Try it:
Could you repeat all of the entries below, character for character?

Dataset entries
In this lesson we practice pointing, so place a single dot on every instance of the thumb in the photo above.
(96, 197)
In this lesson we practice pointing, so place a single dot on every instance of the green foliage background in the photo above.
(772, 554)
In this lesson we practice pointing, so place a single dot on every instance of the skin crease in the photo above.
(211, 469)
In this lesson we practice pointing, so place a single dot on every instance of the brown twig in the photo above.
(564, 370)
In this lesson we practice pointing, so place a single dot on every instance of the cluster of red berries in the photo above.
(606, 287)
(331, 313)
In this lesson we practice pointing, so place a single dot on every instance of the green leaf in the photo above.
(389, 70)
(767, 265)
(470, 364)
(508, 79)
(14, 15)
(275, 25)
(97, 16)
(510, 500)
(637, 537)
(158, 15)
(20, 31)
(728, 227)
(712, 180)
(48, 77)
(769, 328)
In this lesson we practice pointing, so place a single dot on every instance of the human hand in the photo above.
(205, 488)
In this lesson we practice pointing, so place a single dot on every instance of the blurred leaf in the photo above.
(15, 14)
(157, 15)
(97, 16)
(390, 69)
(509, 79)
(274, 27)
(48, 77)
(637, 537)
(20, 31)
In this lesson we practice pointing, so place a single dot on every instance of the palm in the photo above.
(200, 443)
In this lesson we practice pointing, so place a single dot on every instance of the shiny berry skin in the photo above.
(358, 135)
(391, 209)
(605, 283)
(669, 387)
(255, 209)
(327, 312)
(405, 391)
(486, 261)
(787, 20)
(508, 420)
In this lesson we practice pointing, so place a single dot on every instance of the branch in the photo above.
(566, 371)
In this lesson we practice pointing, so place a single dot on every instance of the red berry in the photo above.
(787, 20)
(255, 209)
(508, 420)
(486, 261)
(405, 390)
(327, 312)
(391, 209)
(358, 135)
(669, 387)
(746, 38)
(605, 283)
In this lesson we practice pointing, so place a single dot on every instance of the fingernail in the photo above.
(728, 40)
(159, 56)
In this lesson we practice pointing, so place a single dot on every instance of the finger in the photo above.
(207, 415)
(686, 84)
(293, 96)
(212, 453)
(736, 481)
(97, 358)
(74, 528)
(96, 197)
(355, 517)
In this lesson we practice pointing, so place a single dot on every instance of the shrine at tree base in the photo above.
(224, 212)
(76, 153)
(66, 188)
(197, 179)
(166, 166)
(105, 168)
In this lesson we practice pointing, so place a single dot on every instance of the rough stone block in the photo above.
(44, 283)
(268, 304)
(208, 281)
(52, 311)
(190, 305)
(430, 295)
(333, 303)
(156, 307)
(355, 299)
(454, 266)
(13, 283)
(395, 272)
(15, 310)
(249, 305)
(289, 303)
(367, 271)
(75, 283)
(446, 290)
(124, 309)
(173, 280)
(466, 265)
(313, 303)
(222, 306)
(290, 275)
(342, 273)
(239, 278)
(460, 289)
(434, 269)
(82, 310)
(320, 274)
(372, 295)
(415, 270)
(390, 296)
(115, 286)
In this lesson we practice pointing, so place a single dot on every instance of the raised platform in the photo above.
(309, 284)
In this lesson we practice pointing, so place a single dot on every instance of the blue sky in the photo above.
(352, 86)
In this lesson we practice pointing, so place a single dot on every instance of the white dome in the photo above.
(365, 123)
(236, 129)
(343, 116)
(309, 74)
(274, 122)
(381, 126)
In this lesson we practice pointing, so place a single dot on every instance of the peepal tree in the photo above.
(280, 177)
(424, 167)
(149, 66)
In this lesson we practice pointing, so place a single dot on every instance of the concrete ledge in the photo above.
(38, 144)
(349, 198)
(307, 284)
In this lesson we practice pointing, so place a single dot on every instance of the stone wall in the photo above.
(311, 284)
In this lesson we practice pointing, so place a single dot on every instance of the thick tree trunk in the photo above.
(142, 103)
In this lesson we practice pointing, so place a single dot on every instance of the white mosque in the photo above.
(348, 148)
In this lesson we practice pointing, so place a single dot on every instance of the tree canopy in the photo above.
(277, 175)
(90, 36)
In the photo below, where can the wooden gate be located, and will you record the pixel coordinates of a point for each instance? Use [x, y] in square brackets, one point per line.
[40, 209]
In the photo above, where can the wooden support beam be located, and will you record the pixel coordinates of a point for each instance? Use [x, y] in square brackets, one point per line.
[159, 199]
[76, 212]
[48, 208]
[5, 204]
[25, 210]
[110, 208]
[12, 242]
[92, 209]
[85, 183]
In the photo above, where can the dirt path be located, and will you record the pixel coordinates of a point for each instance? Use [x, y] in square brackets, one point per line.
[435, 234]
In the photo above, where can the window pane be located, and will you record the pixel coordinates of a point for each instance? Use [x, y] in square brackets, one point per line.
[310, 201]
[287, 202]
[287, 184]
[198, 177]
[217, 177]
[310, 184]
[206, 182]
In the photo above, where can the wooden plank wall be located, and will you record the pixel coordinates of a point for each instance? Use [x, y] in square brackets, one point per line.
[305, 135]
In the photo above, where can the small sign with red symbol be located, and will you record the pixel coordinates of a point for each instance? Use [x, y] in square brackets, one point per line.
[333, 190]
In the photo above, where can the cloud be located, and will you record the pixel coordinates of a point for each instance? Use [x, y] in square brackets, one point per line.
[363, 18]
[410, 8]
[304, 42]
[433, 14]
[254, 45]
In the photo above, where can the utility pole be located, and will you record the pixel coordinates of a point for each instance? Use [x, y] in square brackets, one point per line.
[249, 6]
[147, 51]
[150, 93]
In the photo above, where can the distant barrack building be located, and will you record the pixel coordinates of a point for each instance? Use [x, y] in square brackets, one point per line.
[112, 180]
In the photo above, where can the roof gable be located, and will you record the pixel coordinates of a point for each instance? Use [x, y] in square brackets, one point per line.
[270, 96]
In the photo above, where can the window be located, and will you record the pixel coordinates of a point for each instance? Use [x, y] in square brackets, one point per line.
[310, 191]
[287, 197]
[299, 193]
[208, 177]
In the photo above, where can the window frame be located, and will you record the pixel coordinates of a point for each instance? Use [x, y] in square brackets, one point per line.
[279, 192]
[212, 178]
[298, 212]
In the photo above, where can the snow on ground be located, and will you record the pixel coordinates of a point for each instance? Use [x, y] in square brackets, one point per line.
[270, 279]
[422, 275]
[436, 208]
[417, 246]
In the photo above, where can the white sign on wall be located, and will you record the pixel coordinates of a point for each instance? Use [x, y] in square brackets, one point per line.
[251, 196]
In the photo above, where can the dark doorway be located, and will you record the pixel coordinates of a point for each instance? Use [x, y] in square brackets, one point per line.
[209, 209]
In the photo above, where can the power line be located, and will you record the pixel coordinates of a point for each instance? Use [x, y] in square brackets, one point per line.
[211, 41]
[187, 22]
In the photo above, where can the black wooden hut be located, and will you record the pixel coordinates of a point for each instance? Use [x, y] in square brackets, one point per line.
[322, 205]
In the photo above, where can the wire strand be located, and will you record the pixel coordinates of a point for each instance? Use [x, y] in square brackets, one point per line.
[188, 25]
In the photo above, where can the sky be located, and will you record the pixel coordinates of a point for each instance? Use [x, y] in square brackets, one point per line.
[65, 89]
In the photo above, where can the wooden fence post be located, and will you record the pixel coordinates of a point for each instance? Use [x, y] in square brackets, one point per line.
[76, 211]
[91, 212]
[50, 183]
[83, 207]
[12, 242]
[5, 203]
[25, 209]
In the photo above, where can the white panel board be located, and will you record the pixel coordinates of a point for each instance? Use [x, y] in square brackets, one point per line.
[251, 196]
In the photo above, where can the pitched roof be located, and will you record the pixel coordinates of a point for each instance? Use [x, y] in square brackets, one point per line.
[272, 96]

Answer to this problem:
In this lesson we practice pointing, so place a single dot on every instance of the thumb in the photo above.
(96, 197)
In this lesson we practice pointing, so place a single dot on every instance of the green foliage background in the photo above.
(772, 554)
In this lesson we practice pointing, so place a single dot on every instance of the skin crease in the photo above.
(211, 469)
In this lesson we practice pointing, so place a single dot on every instance of the brown twig in the photo above.
(564, 370)
In this lesson we practice pointing, so place a single dot on every instance of the cluster of red berries in the photo above.
(606, 287)
(331, 313)
In this lesson we practice pointing, so place a single dot on every instance of the green leaf in the photo above.
(389, 70)
(767, 265)
(470, 364)
(508, 79)
(14, 15)
(275, 25)
(97, 16)
(510, 500)
(637, 537)
(158, 15)
(20, 31)
(728, 227)
(712, 180)
(48, 77)
(769, 328)
In this lesson we practice pointing, so place a single dot on every instance of the human hand in the photo above.
(205, 488)
In this lesson we practice pointing, so place a single dot on every instance of the blurred leaf in the photo above.
(15, 14)
(157, 15)
(97, 16)
(390, 69)
(509, 79)
(274, 27)
(48, 77)
(637, 537)
(20, 31)
In this lesson we practice pointing, so place a single dot on every instance of the palm in the photo above.
(200, 443)
In this lesson we practice pointing, so place a single dot on every instance of the shiny berry skin in the photo above.
(358, 135)
(391, 209)
(605, 283)
(669, 387)
(255, 209)
(327, 312)
(405, 391)
(486, 261)
(787, 20)
(508, 420)
In this lesson we practice pointing, so place a single dot on every instance of the branch in the photo above.
(566, 371)
In this lesson we practice pointing, so place a single dot on every instance of the red berry in the photo above.
(787, 20)
(255, 209)
(508, 420)
(486, 261)
(405, 390)
(327, 312)
(391, 209)
(358, 135)
(669, 387)
(746, 38)
(605, 283)
In this lesson we practice pointing, so place a single dot on every instance of the fingernail in the photo above.
(728, 40)
(159, 56)
In this lesson we practice pointing, so place a single dot on every instance of the finger in the photo above.
(207, 415)
(686, 84)
(293, 96)
(212, 453)
(736, 481)
(97, 358)
(74, 528)
(96, 197)
(355, 517)
In this lesson we practice pointing, so place a single dot on every instance of the shrine at tree base in the photo above.
(224, 212)
(76, 153)
(66, 188)
(197, 179)
(166, 166)
(105, 168)
In this lesson we practice pointing, so place a single dot on every instance of the rough stone block in the photo above.
(44, 283)
(268, 304)
(208, 281)
(52, 311)
(190, 305)
(430, 295)
(333, 303)
(156, 307)
(355, 299)
(454, 266)
(13, 283)
(395, 272)
(15, 310)
(249, 305)
(289, 303)
(367, 271)
(75, 283)
(446, 290)
(124, 309)
(173, 280)
(466, 265)
(313, 303)
(222, 306)
(290, 275)
(342, 273)
(239, 278)
(460, 289)
(434, 269)
(82, 310)
(320, 274)
(372, 295)
(415, 270)
(390, 296)
(115, 286)
In this lesson we practice pointing, so place a single dot on every instance of the raised platform in the photo above.
(309, 284)
In this lesson we practice pointing, so place a single dot on every instance of the blue sky in the photo above.
(352, 86)
In this lesson we practice pointing, so place a single dot on every instance of the white dome in the photo above.
(365, 123)
(236, 129)
(343, 116)
(309, 74)
(274, 122)
(381, 126)
In this lesson we practice pointing, so place a single dot on every instance of the peepal tree in the photo above.
(280, 177)
(424, 167)
(149, 66)
In this lesson we practice pointing, so place a single dot on every instance of the concrete ledge in the photo above.
(38, 144)
(349, 198)
(307, 284)
In this lesson we practice pointing, so place a single dot on every instance of the stone wall in the photo above.
(311, 284)
In this lesson we practice pointing, so place a single dot on every instance of the thick tree trunk in the photo above.
(142, 103)
In this lesson we practice pointing, so place a single dot on every instance of the white mosque in the photo above.
(348, 148)
In this lesson we practice pointing, so place a single dot on every instance of the tree canopy in the photo above.
(277, 175)
(90, 36)
In the photo below, where can the wooden gate be located, and will you record the pixel coordinates of a point for each instance? Use [x, y] in square brackets, one point per line.
[40, 209]
In the photo above, where can the wooden support beam be located, and will you record the pixel coordinates of a point for each instance? Use [x, y] in square brackets, one point per line.
[159, 199]
[76, 212]
[48, 208]
[5, 204]
[25, 210]
[110, 208]
[12, 242]
[92, 209]
[85, 183]
In the photo above, where can the dirt path be located, and will you record the pixel coordinates of a point for each instance? Use [x, y] in square brackets, one point per line.
[435, 234]
In the photo above, where can the window pane be located, and will you record the pixel coordinates of a point for each instance? Use [x, y] in square brackets, one point per line.
[310, 201]
[287, 202]
[287, 184]
[198, 177]
[217, 177]
[310, 184]
[206, 182]
In the photo above, where can the wooden plank wall be located, and will you record the pixel coordinates of a point for each instance? Use [x, y] in square brackets, one point per line.
[305, 135]
In the photo above, where can the small sign with red symbol be located, and will you record the pixel coordinates of a point for each instance? Use [x, y] in square brackets, one point per line.
[333, 190]
In the photo above, where can the cloud be located, and will you record the pixel coordinates of a point for each instance? Use [x, y] in square brackets, one point per line.
[363, 18]
[410, 8]
[304, 42]
[433, 14]
[254, 45]
In the photo above, where can the utility pole be located, and will you record the pixel coordinates of a point for each instance? Use [x, y] in square brackets, one point per line.
[249, 6]
[147, 51]
[150, 93]
In the photo above, where can the distant barrack building be located, and will you record the pixel coordinates of a point for each instance? Use [x, y] in square brackets, one point per line.
[112, 180]
In the photo above, where can the roof gable be located, and will you record the pixel coordinates of a point for each instance? Use [x, y] in square brackets, one point per line.
[270, 96]
In the photo above, where can the window be located, and will you record the pixel coordinates of a point for each instance? Use [x, y] in square brackets, one point per line.
[310, 191]
[287, 197]
[299, 193]
[208, 177]
In the photo above, where can the window frame be located, and will you record the pixel coordinates of a point for each instance? Use [x, y] in square brackets, one point per line.
[279, 192]
[212, 178]
[298, 212]
In the photo above, where can the snow on ground be located, and will you record the pixel coordinates of a point for each instance? Use [x, y] in square brackets, one point per line.
[270, 279]
[422, 275]
[436, 208]
[417, 246]
In the photo above, where can the white sign on wall be located, and will you record the pixel coordinates of a point for each instance? Use [x, y] in square brackets, one point per line.
[251, 196]
In the photo above, where can the dark doorway be located, and will you record the pixel coordinates of a point for each instance? Use [x, y] in square brackets, one point per line.
[209, 209]
In the photo above, where can the power line be located, and will you record the pixel coordinates of a point for each instance? Use [x, y] in square brackets, one point per line.
[211, 41]
[187, 22]
In the photo above, where can the black wooden hut be located, and will you record the pixel coordinates of a point for each instance? Use [x, y] in square brackets, one point per line.
[322, 205]
In the photo above, where can the wire strand be located, and will you record the pixel coordinates of a point for each instance? Use [x, y] in square brackets, one point per line.
[188, 25]
In the photo above, where can the sky be located, and will you record the pixel coordinates of a point for each instance? Use [x, y] in square brackets, one point per line.
[65, 89]
In the photo above, where can the wooden fence post be located, and will you record the pixel coordinates of a point for each instance? Use [x, y] in square brackets, one point per line.
[76, 211]
[91, 212]
[50, 183]
[83, 207]
[12, 242]
[5, 203]
[25, 209]
In the photo above, where can the white panel board be located, and will you record the pixel coordinates of a point for each instance? Use [x, y] in square brackets, one point per line.
[251, 196]
In the photo above, where can the pitched roof be located, and will you record the pixel coordinates of a point for each instance? Use [x, y] in square brackets, one point per line.
[272, 96]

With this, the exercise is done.